= Instruction =
Copy the listing from its start through the line containing "pixel 219 242", changing "flowering plant" to "blooming shrub" and leaving everything else the same.

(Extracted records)
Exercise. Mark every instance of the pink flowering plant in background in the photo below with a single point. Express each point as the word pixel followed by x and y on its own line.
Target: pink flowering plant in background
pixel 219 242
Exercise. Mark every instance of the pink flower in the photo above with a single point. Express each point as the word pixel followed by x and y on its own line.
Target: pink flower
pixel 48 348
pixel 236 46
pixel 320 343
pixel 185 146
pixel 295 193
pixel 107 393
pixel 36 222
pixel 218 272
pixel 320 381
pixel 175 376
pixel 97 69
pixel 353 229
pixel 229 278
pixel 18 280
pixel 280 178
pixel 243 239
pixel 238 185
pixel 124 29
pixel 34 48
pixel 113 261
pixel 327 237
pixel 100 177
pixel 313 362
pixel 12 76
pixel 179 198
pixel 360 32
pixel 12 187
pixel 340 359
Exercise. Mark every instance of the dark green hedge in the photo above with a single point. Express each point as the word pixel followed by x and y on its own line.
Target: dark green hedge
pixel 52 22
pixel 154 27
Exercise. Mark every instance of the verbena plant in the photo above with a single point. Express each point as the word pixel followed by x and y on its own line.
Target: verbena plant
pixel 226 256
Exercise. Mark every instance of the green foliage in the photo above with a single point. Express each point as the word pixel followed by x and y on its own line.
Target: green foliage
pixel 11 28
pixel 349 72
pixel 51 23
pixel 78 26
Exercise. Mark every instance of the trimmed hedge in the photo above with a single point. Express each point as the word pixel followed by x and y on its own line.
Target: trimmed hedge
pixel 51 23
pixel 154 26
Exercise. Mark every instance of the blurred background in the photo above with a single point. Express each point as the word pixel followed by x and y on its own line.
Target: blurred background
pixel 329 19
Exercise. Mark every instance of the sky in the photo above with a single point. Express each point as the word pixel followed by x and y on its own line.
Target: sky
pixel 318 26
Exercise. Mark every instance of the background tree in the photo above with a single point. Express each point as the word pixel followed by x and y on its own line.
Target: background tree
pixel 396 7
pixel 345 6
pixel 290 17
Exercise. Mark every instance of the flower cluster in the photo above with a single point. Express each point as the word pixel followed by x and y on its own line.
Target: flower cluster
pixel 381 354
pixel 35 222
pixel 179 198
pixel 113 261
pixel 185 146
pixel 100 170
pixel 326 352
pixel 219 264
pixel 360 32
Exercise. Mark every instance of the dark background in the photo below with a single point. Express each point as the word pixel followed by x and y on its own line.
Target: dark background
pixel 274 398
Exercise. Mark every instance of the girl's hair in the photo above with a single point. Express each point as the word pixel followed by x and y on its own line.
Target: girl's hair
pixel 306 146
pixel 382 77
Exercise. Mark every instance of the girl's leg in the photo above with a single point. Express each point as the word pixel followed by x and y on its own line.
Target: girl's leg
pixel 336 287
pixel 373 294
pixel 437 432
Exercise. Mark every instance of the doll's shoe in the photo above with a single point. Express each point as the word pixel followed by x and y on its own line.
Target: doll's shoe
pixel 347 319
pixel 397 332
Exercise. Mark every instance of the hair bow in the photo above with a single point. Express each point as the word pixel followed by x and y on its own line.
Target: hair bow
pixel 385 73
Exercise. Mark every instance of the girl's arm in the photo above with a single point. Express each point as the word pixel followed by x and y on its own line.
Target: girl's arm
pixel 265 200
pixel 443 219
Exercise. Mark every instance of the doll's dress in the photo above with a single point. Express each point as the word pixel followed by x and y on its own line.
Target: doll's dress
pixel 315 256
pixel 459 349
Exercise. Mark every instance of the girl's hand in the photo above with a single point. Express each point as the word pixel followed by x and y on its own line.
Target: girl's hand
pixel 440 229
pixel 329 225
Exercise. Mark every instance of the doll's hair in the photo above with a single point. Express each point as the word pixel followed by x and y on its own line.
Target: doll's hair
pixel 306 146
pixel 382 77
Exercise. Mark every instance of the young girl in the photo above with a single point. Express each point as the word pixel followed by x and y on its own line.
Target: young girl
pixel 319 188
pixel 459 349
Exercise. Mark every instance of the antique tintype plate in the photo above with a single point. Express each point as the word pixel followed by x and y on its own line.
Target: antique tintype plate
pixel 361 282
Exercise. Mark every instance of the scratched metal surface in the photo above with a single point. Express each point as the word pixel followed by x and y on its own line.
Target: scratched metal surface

= Exercise response =
Exercise. Mark every instance of the pink blooming shrub in background in the photo below with a single point. Express each point as the word pixel followed by x and y on its own line.
Target: pink blooming shrub in background
pixel 219 242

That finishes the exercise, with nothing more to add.